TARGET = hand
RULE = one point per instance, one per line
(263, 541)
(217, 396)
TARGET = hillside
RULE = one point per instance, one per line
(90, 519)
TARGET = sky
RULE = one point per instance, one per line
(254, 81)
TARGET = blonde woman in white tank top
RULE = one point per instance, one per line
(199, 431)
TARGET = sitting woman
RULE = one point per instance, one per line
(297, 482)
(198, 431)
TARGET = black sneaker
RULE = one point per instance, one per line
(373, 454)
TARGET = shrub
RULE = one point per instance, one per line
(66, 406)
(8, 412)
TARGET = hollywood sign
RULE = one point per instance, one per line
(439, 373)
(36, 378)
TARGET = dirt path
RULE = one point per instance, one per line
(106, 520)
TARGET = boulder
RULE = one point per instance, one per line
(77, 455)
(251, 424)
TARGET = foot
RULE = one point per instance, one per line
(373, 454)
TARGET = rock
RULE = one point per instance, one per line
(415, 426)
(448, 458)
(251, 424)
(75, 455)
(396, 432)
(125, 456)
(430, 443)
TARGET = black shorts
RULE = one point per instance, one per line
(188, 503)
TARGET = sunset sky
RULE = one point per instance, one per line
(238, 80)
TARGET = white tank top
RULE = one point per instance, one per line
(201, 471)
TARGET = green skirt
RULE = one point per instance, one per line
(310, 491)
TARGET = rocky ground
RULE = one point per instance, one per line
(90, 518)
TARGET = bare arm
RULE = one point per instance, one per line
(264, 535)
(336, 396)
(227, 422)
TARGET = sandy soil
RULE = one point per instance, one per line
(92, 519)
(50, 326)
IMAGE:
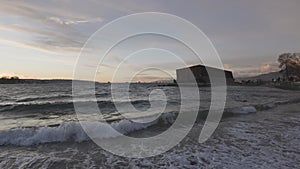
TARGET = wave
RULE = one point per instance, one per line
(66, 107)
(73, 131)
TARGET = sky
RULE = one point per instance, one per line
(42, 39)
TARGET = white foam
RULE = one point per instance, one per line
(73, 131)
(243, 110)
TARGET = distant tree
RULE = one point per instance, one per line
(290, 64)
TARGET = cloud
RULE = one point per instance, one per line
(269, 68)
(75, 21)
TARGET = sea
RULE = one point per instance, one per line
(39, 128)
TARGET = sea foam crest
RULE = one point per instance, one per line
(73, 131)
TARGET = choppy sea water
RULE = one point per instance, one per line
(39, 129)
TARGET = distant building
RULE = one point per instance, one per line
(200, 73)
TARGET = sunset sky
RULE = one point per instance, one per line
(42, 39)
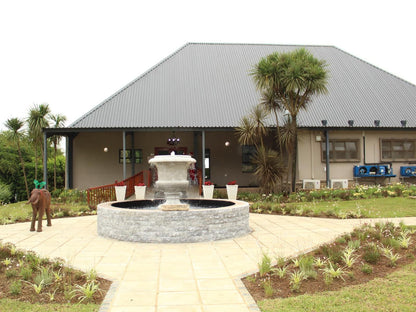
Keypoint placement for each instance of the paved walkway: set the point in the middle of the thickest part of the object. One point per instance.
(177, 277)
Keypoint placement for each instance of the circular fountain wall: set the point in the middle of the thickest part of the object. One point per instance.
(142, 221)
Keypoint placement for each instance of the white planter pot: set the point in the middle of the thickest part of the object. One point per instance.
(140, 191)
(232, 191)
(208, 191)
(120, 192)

════════════════════

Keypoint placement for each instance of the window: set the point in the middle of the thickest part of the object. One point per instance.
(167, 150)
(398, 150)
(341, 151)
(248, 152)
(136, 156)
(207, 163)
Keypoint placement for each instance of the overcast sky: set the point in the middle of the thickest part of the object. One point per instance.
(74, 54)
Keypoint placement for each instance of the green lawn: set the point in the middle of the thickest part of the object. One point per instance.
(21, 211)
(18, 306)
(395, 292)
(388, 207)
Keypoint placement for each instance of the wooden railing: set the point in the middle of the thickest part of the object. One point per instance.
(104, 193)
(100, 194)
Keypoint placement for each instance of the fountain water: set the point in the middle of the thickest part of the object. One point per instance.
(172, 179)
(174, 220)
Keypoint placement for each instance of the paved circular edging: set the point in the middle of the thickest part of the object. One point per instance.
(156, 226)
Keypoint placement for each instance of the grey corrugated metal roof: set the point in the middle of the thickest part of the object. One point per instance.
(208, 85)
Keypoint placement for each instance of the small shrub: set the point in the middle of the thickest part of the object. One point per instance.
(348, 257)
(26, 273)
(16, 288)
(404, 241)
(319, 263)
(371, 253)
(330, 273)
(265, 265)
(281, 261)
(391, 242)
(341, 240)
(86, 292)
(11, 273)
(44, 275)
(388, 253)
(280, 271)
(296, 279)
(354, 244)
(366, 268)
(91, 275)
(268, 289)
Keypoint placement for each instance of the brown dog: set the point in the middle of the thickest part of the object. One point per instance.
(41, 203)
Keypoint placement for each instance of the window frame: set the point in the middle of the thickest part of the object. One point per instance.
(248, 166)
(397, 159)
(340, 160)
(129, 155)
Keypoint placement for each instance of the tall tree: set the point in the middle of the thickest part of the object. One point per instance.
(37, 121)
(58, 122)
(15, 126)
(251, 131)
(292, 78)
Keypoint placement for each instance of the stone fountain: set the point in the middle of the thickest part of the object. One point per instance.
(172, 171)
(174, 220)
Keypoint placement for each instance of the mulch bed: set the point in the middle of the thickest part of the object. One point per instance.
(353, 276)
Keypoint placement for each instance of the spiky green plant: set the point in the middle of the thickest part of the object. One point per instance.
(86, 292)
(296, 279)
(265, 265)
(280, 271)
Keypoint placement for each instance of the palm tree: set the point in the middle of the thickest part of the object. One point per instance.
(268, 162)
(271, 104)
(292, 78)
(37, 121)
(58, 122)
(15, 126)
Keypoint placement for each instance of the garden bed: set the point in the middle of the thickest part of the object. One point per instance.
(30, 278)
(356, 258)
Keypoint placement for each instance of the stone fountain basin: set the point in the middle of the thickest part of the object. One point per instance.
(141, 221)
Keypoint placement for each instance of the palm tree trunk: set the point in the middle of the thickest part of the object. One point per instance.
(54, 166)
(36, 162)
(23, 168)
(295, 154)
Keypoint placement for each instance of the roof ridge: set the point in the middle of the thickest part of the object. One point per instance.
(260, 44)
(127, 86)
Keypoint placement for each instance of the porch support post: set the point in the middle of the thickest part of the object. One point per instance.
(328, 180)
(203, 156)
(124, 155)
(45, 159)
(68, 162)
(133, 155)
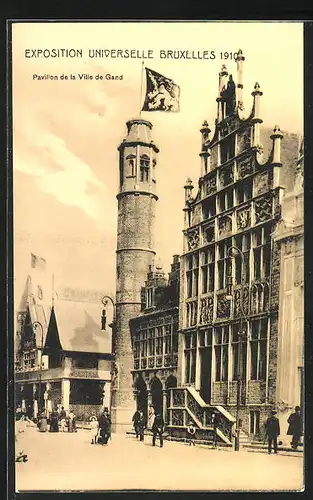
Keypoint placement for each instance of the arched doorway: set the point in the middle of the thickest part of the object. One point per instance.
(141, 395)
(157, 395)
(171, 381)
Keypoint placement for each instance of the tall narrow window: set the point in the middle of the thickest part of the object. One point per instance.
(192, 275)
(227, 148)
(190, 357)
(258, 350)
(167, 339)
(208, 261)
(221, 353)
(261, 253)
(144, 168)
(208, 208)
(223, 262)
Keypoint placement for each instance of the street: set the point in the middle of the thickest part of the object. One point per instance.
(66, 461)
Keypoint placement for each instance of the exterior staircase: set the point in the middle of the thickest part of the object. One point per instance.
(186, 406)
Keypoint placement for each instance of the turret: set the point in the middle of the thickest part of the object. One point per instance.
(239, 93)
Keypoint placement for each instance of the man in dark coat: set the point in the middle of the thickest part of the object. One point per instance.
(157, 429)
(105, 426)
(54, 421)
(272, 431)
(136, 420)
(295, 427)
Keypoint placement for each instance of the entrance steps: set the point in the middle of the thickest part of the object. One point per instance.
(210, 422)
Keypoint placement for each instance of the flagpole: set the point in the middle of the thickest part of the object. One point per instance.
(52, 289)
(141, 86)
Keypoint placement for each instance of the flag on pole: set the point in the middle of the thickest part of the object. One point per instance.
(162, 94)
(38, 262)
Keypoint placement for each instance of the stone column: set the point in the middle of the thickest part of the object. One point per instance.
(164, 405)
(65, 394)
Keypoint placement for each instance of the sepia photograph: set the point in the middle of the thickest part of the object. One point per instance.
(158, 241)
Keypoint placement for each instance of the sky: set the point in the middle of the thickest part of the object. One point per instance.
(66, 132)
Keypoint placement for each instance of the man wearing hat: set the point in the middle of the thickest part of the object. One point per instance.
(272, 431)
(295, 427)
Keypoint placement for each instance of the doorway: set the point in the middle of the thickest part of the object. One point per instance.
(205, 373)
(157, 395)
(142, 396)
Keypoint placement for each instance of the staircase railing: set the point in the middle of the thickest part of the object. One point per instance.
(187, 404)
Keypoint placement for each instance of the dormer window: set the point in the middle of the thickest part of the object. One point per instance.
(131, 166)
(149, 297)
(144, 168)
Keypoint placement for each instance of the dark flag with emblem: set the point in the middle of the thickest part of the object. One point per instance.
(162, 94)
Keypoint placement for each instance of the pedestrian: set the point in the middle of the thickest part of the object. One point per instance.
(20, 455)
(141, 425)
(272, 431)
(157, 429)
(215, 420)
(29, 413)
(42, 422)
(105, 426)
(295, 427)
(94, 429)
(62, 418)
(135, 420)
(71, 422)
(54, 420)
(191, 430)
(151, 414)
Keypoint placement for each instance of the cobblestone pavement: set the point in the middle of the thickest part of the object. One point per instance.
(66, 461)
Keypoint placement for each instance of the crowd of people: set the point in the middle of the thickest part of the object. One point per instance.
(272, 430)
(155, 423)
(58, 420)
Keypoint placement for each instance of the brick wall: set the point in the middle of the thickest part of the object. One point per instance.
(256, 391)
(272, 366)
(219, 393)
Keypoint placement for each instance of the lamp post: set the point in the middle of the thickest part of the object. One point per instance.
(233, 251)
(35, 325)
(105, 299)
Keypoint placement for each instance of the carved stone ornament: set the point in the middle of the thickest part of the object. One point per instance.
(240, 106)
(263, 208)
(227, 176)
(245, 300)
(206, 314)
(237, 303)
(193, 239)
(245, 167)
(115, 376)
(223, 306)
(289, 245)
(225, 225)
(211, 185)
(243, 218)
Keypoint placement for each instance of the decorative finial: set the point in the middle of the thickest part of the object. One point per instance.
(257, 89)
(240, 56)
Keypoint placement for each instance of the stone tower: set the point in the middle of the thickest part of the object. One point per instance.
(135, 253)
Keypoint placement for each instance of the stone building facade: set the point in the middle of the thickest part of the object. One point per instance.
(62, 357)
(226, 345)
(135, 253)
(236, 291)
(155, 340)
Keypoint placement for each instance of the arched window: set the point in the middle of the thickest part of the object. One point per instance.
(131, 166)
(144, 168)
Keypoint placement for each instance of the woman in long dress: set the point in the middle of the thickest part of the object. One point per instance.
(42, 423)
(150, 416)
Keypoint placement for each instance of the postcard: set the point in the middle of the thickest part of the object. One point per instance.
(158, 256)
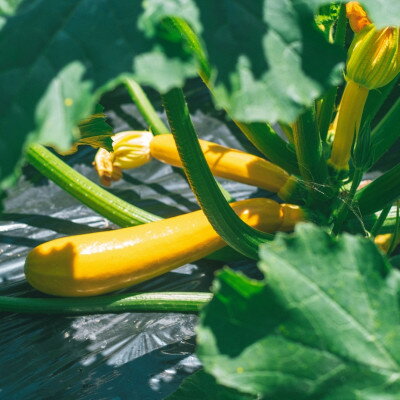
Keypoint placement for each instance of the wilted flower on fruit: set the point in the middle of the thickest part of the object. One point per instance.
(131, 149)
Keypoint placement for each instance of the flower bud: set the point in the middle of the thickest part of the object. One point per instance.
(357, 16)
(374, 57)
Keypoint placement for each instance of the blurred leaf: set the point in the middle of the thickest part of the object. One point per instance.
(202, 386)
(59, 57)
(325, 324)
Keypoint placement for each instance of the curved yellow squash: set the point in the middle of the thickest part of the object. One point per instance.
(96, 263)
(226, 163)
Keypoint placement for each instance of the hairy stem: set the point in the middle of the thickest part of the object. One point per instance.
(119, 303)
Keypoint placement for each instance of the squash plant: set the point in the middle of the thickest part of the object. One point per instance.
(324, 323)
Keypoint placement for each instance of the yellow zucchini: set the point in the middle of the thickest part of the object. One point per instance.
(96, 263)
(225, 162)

════════════════════

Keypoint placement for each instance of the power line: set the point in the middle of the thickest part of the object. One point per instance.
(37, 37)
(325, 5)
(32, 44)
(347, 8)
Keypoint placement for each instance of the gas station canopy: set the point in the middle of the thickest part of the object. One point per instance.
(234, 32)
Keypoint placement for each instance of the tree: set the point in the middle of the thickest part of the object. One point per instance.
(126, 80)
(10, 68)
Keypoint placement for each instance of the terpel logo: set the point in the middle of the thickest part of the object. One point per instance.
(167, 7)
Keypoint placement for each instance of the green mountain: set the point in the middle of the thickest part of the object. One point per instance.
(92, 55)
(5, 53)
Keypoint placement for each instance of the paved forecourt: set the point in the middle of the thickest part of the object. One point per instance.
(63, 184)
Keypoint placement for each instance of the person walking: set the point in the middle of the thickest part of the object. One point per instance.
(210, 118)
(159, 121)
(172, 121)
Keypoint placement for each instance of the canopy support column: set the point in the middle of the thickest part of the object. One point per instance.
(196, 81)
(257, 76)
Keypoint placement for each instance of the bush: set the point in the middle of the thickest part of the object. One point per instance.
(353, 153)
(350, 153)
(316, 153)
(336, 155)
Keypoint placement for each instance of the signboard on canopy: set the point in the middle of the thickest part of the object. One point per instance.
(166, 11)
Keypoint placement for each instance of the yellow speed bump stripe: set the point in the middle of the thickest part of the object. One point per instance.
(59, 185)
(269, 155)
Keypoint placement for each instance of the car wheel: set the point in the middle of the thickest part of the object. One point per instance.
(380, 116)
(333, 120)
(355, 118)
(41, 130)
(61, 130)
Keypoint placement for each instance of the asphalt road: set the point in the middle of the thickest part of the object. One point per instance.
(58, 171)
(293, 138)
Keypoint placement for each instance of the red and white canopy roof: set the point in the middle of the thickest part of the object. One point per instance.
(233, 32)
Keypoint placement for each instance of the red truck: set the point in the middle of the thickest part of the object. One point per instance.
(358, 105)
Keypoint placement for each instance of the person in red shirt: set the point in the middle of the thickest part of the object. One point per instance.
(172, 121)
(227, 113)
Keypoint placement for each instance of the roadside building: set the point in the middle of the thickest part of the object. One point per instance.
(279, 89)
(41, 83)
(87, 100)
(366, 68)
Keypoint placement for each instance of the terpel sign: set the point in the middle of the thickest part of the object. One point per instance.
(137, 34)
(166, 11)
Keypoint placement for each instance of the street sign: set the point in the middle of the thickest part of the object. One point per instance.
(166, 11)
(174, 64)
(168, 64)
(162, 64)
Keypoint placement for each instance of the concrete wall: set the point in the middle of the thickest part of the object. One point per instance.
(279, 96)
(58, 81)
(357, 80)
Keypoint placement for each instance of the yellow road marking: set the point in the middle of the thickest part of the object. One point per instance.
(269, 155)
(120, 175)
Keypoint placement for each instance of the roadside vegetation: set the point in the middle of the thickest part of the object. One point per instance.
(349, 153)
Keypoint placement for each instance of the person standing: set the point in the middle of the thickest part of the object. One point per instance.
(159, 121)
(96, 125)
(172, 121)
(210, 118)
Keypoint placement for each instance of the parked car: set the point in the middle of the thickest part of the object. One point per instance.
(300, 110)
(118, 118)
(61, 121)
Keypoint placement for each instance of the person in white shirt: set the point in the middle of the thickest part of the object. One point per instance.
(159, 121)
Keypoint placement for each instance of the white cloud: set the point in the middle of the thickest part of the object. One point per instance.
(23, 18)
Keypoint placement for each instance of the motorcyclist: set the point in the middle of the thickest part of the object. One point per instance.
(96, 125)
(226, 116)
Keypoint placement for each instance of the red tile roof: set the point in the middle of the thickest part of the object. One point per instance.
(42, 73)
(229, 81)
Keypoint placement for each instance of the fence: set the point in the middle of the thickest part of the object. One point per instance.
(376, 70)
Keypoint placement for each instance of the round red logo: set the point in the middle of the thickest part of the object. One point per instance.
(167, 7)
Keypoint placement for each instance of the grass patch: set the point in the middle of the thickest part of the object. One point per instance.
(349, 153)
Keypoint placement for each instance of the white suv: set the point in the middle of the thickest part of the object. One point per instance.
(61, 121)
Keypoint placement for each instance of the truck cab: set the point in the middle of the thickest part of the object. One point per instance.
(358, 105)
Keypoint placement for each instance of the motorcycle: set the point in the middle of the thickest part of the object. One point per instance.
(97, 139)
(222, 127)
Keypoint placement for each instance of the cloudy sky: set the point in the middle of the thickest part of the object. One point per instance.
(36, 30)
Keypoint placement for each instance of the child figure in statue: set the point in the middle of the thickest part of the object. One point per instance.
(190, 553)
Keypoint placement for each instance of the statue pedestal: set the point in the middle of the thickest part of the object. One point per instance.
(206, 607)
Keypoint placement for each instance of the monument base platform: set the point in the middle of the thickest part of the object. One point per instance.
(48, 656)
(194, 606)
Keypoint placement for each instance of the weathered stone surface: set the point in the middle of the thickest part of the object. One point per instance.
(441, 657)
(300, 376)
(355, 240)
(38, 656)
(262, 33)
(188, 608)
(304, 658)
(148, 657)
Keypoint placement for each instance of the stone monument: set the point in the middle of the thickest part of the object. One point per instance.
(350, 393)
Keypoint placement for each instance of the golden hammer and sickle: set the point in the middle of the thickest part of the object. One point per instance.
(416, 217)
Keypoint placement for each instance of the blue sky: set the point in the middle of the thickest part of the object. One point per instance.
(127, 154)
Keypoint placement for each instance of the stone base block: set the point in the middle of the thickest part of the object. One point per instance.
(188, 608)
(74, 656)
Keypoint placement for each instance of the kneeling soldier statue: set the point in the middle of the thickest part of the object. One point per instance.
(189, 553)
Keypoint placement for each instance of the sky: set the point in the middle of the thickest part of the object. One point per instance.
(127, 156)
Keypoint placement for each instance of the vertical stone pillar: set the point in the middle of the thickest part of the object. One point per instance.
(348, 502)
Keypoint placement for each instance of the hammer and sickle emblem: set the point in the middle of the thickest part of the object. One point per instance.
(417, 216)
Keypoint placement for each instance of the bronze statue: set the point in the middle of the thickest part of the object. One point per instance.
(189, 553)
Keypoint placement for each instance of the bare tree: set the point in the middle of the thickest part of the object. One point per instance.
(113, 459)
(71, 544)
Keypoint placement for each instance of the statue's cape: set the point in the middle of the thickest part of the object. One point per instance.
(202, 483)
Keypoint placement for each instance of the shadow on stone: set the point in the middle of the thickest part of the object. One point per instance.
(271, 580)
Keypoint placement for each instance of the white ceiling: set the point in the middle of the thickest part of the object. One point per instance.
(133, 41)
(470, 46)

════════════════════

## What to work on
Copy every line from the entries that contains the word "distant".

## Final answer
TARGET = distant tree
TARGET = distant building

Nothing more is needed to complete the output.